Excerpted passage
Begin

Proposal: Improve CI runtime #1864

flub · 2023-12-05T16:06:55Z

The build-and-test jobs are taking more than 10 minutes. Here some proposals to speed this up:

Configure sccache on the self-hosted runners:

We run on self-hosted runners but use SCCACHE_GHA_ENABLED. We should instead set a SCCACHE_CACHE_SIZE=80G and use the (default) local cache mechanism. This should mean that soon all runners will have a local cache with all dependencies and we'll spend no more time on compiling dependencies.
Reduce the number of steps:

We do not need a separate check step, it achieves nothing. Instead run test straight away.
Split default-features and no-features into separate jobs

Because these jobs are compiling iroh with different feature flags we can parallelise these more by moving the tests to two jobs: test-default-features, test-no-features. Only worth it if we have enough runners. Maybe we should get more runners if that's needed.

End

Stated problem 1
Answer these questions from the CI runtime proposal:
(a) How long are the build-and-test jobs taking?
(b) What value does the proposal give for SCCACHE_CACHE_SIZE?
(c) What are the names of the two jobs the tests would be moved to?
Stated problem 2
Return the part of the CI runtime proposal starting at "Configure sccache on" and ending at "if that's needed.", copied exactly.

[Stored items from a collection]
Begin

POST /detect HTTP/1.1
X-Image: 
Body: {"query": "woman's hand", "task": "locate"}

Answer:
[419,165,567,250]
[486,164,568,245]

End
Begin

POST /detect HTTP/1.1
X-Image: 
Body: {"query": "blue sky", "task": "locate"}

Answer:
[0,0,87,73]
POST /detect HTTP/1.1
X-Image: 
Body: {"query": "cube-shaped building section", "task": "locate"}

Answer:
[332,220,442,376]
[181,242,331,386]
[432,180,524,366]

End
Begin

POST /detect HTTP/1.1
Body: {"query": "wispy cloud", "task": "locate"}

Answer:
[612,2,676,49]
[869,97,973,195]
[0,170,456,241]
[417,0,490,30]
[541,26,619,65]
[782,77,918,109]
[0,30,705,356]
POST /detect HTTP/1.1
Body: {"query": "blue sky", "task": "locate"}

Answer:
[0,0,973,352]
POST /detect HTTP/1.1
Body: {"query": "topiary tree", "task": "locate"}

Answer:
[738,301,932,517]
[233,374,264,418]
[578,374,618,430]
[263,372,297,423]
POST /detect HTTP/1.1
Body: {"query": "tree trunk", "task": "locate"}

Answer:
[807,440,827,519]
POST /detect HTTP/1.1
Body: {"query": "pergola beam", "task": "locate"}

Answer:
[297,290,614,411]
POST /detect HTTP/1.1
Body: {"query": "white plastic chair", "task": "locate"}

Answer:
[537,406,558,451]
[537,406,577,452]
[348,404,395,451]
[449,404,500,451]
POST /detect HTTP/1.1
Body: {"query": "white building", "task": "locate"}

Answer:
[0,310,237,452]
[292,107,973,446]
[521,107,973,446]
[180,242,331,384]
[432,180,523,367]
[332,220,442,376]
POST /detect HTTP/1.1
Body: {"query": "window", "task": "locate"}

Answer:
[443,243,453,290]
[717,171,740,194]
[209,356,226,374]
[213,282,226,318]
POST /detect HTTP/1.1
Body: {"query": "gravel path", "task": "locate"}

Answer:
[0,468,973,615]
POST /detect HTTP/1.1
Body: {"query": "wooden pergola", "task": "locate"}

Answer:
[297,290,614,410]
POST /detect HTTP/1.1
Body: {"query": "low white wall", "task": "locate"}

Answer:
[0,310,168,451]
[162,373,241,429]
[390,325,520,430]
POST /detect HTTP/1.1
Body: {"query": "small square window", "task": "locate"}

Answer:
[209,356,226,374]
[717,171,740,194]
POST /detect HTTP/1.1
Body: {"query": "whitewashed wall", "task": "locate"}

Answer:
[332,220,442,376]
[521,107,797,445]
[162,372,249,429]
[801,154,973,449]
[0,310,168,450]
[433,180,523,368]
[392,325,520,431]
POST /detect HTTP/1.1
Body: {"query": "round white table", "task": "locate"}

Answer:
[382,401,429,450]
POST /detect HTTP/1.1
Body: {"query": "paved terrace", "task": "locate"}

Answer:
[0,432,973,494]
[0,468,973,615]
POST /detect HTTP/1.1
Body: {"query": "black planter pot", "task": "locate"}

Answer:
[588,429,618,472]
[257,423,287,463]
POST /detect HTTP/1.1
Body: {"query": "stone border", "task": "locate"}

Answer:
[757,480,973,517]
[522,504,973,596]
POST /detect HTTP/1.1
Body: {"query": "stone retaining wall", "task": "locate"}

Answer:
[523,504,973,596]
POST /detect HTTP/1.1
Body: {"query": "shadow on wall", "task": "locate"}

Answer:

End

Written reply 1
(a) More than 10 minutes.
(b) 80G.
(c) test-default-features and test-no-features.

Written reply 2
Configure sccache on the self-hosted runners:

We run on self-hosted runners but use SCCACHE_GHA_ENABLED. We should instead set a SCCACHE_CACHE_SIZE=80G and use the (default) local cache mechanism. This should mean that soon all runners will have a local cache with all dependencies and we'll spend no more time on compiling dependencies.
Reduce the number of steps:

We do not need a separate check step, it achieves nothing. Instead run test straight away.
Split default-features and no-features into separate jobs

Because these jobs are compiling iroh with different feature flags we can parallelise these more by moving the tests to two jobs: test-default-features, test-no-features. Only worth it if we have enough runners. Maybe we should get more runners if that's needed.